*Problem to work on:* Please copy exactly the lines from the top of the data through the line containing "458L438 489L427 502L422", and nothing else.

*Input data:*
============

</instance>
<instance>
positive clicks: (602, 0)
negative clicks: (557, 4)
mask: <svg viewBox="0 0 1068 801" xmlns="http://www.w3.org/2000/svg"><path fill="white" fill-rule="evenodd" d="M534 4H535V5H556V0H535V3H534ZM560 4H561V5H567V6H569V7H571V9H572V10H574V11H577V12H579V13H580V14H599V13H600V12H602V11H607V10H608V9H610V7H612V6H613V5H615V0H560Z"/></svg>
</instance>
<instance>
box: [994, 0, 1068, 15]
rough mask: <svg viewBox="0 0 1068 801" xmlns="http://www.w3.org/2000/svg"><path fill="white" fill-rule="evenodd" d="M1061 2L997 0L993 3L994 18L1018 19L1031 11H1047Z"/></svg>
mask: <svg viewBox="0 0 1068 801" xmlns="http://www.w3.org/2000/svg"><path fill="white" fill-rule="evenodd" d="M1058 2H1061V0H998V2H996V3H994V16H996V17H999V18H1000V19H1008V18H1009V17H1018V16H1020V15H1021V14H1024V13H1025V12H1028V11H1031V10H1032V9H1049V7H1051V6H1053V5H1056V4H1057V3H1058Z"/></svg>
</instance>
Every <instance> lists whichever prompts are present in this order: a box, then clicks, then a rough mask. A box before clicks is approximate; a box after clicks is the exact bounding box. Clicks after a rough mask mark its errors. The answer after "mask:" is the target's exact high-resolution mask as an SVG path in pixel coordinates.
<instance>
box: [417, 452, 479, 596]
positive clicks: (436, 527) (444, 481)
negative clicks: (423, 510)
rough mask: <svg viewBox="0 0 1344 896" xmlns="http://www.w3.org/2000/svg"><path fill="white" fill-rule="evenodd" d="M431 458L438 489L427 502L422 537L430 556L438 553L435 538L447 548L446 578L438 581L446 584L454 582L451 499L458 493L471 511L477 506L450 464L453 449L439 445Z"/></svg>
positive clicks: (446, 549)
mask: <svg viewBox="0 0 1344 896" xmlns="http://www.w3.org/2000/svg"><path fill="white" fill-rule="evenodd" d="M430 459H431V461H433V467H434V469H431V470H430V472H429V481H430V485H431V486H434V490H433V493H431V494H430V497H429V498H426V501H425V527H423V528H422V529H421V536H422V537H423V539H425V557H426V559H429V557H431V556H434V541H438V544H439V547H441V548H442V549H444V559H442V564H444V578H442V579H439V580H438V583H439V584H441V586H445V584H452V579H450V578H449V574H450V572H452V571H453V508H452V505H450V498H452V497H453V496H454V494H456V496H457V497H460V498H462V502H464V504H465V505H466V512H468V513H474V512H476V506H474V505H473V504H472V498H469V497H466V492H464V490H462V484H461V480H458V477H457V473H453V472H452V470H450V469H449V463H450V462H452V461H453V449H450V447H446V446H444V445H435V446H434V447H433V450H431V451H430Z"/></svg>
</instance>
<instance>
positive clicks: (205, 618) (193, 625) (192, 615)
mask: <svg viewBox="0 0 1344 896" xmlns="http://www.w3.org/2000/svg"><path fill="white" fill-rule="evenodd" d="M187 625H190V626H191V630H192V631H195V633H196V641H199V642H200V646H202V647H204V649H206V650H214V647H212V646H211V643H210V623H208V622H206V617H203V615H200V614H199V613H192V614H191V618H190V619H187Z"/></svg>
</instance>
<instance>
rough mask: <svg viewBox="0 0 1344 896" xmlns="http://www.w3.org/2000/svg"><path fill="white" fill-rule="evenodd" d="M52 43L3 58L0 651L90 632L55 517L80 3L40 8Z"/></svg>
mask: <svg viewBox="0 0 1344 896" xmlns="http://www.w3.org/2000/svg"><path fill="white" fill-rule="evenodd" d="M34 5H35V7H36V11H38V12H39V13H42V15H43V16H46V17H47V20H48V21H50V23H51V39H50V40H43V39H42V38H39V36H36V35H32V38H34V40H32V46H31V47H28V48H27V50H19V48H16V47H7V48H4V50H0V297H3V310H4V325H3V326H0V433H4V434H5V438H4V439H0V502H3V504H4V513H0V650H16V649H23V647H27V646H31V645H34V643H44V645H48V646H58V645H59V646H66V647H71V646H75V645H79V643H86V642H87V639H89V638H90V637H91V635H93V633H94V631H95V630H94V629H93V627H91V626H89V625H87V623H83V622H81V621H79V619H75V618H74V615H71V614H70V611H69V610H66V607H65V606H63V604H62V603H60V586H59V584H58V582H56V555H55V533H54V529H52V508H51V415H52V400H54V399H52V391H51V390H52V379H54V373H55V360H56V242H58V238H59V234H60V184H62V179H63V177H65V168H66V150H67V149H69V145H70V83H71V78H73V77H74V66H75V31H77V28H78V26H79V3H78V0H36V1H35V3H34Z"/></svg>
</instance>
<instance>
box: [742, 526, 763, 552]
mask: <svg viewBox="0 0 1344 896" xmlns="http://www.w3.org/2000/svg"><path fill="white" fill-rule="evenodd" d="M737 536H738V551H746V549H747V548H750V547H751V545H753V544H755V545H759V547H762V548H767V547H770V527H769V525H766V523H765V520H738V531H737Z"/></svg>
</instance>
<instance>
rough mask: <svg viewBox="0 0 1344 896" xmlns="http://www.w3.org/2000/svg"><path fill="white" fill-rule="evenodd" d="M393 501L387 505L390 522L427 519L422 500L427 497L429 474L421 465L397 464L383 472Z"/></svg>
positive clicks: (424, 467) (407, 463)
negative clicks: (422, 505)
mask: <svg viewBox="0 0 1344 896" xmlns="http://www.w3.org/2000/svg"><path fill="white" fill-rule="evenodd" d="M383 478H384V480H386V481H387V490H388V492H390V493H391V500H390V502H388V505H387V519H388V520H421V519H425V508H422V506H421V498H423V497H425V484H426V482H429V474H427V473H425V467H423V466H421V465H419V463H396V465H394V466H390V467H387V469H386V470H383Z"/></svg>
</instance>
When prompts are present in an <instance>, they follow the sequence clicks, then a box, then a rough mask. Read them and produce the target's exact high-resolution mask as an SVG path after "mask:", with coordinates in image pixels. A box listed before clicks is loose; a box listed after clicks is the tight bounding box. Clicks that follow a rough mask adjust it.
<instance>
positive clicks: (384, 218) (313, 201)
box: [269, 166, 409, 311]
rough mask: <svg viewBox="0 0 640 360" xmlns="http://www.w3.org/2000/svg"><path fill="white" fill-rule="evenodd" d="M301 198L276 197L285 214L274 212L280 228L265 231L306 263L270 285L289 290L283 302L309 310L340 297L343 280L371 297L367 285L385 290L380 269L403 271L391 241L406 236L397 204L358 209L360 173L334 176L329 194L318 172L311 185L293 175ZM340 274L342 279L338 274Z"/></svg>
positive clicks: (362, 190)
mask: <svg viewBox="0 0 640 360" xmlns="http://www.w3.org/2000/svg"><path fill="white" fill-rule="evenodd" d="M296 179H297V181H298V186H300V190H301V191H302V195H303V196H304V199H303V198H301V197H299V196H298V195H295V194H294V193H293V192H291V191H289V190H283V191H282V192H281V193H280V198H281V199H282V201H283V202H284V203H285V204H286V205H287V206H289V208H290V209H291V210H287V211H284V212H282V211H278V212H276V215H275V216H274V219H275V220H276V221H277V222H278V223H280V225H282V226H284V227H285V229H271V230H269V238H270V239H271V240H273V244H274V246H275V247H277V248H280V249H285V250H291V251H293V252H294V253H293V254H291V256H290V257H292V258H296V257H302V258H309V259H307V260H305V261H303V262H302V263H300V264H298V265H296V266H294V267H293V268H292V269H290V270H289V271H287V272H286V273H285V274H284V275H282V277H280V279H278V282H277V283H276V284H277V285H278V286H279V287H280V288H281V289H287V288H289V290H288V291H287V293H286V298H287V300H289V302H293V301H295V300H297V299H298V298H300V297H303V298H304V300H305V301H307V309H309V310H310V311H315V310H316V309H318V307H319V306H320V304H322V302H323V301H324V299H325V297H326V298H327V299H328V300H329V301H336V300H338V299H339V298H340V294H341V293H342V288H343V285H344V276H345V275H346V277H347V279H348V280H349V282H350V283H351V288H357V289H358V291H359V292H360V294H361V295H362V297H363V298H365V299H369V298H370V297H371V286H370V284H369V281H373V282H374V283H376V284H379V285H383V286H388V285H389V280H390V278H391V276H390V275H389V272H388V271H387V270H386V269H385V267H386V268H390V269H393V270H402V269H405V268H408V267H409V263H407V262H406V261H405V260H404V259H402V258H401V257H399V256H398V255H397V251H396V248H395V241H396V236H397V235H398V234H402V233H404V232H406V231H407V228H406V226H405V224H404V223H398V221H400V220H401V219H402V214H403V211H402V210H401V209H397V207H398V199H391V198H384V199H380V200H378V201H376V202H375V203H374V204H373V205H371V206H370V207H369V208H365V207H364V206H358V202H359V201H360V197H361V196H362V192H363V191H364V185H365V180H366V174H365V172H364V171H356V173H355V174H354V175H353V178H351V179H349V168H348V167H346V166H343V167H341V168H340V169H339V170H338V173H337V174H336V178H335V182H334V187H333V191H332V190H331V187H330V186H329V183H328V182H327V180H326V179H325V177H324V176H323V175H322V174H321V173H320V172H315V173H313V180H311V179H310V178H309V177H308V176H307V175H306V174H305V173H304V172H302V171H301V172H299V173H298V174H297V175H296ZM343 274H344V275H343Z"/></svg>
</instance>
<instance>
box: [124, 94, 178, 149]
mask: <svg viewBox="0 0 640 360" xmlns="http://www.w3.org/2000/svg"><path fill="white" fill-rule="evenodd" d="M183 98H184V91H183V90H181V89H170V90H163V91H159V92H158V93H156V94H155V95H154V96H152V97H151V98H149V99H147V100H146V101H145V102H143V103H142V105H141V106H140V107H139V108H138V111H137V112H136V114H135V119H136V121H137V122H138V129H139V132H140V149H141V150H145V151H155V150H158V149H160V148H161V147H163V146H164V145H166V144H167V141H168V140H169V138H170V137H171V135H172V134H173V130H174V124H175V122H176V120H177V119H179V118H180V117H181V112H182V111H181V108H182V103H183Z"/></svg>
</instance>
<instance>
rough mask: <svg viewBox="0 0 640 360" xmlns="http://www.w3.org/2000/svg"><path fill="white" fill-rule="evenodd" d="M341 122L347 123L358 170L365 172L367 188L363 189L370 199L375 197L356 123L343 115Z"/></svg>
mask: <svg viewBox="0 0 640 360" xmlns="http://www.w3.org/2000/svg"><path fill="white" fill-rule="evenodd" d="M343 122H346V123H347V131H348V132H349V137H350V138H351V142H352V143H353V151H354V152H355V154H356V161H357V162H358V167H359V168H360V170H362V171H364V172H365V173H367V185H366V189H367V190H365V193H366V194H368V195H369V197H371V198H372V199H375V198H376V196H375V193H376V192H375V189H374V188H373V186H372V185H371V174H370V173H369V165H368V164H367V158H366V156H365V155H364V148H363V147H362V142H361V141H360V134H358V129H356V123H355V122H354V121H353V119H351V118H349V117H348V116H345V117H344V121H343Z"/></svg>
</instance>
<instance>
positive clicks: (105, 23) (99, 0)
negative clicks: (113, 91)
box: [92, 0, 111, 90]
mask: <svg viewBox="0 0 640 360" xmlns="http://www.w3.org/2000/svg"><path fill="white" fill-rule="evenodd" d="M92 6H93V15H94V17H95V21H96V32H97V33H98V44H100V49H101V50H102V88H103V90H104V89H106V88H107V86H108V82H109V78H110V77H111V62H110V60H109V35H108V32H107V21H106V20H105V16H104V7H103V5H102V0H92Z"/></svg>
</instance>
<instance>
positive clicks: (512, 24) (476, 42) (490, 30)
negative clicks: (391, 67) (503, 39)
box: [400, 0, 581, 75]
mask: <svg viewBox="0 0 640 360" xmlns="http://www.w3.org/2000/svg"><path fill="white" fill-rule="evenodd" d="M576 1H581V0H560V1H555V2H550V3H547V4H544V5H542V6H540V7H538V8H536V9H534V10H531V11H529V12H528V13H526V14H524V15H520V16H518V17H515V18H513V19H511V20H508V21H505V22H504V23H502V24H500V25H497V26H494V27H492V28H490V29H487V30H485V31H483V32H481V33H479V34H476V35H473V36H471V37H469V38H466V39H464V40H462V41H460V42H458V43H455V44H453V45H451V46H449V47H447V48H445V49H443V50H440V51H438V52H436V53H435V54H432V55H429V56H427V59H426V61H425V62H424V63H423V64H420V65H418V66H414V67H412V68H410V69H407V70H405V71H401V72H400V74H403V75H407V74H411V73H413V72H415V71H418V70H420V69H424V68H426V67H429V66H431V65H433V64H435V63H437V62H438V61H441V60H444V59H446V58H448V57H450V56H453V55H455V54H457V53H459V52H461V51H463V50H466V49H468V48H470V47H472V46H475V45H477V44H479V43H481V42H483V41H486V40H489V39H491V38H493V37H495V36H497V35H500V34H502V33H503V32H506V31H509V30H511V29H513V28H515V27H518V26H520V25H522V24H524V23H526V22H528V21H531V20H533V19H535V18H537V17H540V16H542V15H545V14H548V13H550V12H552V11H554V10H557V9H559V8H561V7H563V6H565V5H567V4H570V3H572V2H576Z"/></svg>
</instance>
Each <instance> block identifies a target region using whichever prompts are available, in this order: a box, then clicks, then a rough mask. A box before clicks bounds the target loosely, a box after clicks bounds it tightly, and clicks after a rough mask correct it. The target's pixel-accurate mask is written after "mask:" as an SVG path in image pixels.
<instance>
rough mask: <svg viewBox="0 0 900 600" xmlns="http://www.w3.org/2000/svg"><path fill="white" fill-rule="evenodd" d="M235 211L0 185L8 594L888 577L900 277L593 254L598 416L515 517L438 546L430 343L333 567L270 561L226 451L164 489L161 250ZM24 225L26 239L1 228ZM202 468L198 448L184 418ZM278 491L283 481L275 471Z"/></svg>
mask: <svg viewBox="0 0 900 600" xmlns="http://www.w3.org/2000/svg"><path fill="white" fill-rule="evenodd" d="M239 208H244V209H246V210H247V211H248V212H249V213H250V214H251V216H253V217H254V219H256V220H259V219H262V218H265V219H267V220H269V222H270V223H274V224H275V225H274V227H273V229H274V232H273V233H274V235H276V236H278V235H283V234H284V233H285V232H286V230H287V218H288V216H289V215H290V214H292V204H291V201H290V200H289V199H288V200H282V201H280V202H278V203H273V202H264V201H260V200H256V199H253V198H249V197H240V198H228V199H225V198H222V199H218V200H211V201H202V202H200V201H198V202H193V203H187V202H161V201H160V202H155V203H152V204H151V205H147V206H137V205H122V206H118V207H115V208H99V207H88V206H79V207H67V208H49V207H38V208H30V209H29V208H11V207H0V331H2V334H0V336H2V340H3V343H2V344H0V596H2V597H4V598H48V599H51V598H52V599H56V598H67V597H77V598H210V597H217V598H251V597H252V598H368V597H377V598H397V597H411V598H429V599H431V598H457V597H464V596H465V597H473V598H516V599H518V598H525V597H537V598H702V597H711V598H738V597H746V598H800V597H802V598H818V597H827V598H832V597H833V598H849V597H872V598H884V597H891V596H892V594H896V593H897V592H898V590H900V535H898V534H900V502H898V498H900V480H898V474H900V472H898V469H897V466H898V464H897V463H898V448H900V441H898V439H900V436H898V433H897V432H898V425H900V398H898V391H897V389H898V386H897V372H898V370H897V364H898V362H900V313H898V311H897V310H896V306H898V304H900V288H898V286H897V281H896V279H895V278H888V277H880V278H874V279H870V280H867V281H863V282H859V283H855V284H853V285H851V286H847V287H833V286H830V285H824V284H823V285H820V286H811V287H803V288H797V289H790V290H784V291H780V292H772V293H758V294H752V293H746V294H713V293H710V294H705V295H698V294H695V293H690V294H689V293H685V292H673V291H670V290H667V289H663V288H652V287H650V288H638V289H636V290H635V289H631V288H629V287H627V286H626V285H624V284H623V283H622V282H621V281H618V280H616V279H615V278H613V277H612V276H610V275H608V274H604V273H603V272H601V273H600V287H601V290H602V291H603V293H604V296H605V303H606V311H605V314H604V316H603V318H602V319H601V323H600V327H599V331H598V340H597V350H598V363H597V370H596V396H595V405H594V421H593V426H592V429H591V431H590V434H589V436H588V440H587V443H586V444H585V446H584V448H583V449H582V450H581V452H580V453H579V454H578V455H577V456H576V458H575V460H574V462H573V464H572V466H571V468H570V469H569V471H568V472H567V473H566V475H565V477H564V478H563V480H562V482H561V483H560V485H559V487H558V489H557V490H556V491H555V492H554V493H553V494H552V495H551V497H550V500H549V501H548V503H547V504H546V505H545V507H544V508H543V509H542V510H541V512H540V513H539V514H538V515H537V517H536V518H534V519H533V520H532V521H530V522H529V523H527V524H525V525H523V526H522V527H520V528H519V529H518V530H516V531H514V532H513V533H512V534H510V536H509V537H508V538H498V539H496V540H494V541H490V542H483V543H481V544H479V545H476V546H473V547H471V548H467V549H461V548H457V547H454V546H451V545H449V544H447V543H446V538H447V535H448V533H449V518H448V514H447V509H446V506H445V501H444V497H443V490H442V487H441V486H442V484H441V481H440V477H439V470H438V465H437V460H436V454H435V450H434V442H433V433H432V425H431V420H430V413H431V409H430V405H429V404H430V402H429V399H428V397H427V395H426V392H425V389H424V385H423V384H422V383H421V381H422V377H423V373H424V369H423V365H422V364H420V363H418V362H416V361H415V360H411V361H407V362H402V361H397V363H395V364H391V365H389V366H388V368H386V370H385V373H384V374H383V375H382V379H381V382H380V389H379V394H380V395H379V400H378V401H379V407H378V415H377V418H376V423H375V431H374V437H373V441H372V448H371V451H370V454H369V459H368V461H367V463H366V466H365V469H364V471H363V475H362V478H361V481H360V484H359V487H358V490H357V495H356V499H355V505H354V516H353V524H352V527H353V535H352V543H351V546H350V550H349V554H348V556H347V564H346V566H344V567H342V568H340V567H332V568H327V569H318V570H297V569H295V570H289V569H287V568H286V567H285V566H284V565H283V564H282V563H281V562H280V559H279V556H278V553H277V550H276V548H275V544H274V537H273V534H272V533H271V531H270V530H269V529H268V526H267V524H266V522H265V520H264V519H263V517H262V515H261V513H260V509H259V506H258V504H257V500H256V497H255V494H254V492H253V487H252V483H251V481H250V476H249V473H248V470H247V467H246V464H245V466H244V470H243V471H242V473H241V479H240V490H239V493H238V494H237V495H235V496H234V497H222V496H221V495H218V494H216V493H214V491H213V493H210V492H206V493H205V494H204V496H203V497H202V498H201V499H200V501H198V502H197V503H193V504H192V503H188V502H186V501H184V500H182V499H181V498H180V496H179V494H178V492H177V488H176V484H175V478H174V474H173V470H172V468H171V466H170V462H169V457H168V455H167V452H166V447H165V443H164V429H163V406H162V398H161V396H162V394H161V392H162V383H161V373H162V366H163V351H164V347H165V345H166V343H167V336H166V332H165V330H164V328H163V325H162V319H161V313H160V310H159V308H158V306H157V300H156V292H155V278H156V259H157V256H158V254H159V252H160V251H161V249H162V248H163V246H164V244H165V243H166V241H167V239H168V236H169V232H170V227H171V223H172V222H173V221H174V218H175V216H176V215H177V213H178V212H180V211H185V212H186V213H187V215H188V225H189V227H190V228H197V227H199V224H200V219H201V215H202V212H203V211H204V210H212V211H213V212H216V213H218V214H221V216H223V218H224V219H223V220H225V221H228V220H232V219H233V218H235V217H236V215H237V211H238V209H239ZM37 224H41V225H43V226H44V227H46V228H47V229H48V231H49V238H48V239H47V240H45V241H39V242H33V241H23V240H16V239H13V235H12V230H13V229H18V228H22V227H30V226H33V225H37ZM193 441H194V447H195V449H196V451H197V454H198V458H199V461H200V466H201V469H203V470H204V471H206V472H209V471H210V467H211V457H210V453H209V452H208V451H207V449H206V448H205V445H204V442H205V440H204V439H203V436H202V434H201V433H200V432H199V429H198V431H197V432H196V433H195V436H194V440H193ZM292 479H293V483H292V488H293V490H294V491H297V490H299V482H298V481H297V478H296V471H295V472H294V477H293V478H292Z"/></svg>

============

*Exercise output:*
</instance>
<instance>
positive clicks: (602, 0)
negative clicks: (557, 4)
mask: <svg viewBox="0 0 1068 801" xmlns="http://www.w3.org/2000/svg"><path fill="white" fill-rule="evenodd" d="M534 4H535V5H556V0H535V3H534ZM560 4H561V5H567V6H569V7H571V9H572V10H574V11H577V12H579V13H580V14H599V13H600V12H602V11H607V10H608V9H610V7H612V6H613V5H615V0H560Z"/></svg>
</instance>
<instance>
box: [994, 0, 1068, 15]
rough mask: <svg viewBox="0 0 1068 801" xmlns="http://www.w3.org/2000/svg"><path fill="white" fill-rule="evenodd" d="M1061 2L997 0L993 3L994 18L1018 19L1031 11H1047Z"/></svg>
mask: <svg viewBox="0 0 1068 801" xmlns="http://www.w3.org/2000/svg"><path fill="white" fill-rule="evenodd" d="M1058 2H1061V0H998V2H996V3H994V16H996V17H999V18H1000V19H1008V18H1009V17H1018V16H1020V15H1021V14H1024V13H1025V12H1028V11H1031V10H1032V9H1049V7H1051V6H1053V5H1056V4H1057V3H1058Z"/></svg>
</instance>
Every <instance> lists whichever prompts are present in this order: a box, then clicks, then a rough mask. A box before clicks is approximate; a box after clicks is the exact bounding box. Clicks after a rough mask mark its errors. The answer after "mask:" is the target's exact high-resolution mask as an SVG path in pixel coordinates.
<instance>
box: [417, 452, 479, 596]
positive clicks: (436, 527) (444, 481)
negative clicks: (423, 510)
rough mask: <svg viewBox="0 0 1344 896" xmlns="http://www.w3.org/2000/svg"><path fill="white" fill-rule="evenodd" d="M431 458L438 489L427 502L422 537L430 556L438 553L435 538L447 548L446 578L438 581L446 584L454 582L451 499L458 493L471 511L477 506L450 464L453 449L439 445Z"/></svg>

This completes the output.